TEXT

"La Confession de Claude" met with poor appreciation from the general public, although it attracted the attention of the Public Prosecutor, who sent down to Hachette's to make a few inquiries about the author, but went no further. When, however, M. Barbey d'Aurevilly, in a critical weekly paper called the "Nain Jaune," spitefully alluded to this rather daring novel as "Hachette's little book," one of the members of the firm sent for M. Zola, and addressed him thus:
"Look here, M. Zola, you are earning eight pounds a month with us, which is ridiculous for a man of your talent. Why don't you go into literature altogether? It will bring you wealth and glory."
Zola received no more than twenty-four pounds for the serial rights of the novel, and he consented at the insistence of the Editor, who pointed out to him that the periodical was read by the Empress Eugenie, to draw his pen through certain passages, which were reinstated when the story was published in volume form. I may say here that in this translation, I have adopted the views of the late M. Arsene Houssaye; and, if I have allowed the appalling description of the Paris Morgue to stand, it is, first of all, because it constitutes a very important factor in the story; and moreover, it is so graphic, so true to life, as I have seen the place myself, times out of number, that notwithstanding its horror, it really would be a loss to pass it over.

DATA SUPPLIED
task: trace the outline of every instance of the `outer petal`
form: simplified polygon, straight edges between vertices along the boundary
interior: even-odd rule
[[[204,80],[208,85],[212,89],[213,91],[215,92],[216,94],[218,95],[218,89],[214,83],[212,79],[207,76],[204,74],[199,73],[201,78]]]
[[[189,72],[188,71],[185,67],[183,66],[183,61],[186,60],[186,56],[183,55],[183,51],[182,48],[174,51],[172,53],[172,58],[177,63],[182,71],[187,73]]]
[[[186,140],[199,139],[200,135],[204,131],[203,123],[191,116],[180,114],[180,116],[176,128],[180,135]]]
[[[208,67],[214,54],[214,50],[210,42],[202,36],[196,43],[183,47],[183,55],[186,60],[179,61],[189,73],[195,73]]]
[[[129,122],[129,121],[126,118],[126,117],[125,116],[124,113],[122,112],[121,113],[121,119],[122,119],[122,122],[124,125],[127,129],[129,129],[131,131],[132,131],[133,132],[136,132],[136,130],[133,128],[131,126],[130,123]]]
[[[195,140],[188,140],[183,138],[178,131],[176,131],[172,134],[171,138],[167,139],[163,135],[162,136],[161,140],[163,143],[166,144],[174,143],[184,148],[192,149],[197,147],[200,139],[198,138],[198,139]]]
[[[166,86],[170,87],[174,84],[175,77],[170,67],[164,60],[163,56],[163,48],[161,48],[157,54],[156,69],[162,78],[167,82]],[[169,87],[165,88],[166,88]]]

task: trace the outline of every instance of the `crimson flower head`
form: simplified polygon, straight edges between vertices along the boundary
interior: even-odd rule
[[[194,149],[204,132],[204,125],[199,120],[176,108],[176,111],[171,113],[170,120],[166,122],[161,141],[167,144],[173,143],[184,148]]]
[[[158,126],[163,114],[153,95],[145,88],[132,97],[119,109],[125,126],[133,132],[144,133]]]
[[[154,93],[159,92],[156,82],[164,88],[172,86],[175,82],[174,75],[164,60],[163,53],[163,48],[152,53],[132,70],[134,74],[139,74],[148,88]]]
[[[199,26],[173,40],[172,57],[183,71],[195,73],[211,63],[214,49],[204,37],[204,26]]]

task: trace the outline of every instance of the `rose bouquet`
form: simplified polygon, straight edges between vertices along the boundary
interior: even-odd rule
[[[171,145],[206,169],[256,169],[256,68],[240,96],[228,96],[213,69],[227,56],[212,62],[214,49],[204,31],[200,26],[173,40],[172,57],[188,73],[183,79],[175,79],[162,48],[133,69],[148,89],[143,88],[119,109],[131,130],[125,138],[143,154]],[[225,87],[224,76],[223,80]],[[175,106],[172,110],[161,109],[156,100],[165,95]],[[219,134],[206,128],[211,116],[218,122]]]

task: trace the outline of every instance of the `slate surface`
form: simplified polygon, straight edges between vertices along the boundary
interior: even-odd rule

ACTION ITEM A
According to the text, how much did Zola receive for the serial rights of the novel?
ACTION ITEM B
Print the part of the text that begins with the words "Zola received no" and ends with "pass it over.", keeping its wording unchanged.

ANSWER SECTION A
Twenty-four pounds.

ANSWER SECTION B
Zola received no more than twenty-four pounds for the serial rights of the novel, and he consented at the insistence of the Editor, who pointed out to him that the periodical was read by the Empress Eugenie, to draw his pen through certain passages, which were reinstated when the story was published in volume form. I may say here that in this translation, I have adopted the views of the late M. Arsene Houssaye; and, if I have allowed the appalling description of the Paris Morgue to stand, it is, first of all, because it constitutes a very important factor in the story; and moreover, it is so graphic, so true to life, as I have seen the place myself, times out of number, that notwithstanding its horror, it really would be a loss to pass it over.